| EXERCISE DESCRIPTION |
In the listing that follows, the range to quote begins at the line that has "Where can the grass" and ends after the line that has "Where can the reflection"; quote it verbatim and add nothing.

..........

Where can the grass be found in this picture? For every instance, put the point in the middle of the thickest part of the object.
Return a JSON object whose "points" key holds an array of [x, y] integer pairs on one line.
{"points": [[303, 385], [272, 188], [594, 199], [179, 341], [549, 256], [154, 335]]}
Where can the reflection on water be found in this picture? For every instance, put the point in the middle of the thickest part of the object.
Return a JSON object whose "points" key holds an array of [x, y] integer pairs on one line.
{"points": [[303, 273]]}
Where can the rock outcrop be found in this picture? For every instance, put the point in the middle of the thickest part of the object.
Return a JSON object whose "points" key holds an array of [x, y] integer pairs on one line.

..........

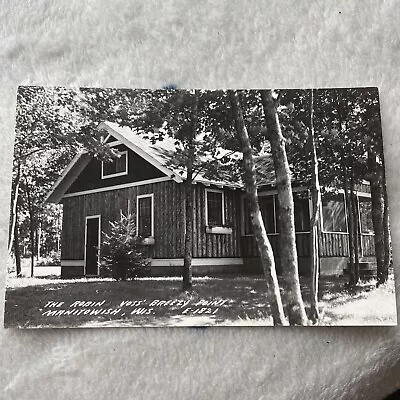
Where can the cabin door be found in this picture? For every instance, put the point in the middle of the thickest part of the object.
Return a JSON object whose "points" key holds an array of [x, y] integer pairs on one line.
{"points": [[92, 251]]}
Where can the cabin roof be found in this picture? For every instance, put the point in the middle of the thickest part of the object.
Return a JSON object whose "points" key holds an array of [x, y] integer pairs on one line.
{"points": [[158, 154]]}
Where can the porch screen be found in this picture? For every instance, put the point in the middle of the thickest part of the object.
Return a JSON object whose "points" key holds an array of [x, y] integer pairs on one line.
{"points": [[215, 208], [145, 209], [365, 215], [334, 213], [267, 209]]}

..........

| OUTPUT OF THE EXERCISE |
Where can the grass be found in this picture? For every instance, put the point in the middle of the thickest part of the object.
Return a JSON object whose "points" key holds an array of [x, y] integer pairs on one line.
{"points": [[303, 385], [272, 188], [594, 199], [179, 341], [549, 256], [154, 335]]}
Where can the reflection on water be found in this picture? For every instance, put the point in the middle of the thickest part of the object.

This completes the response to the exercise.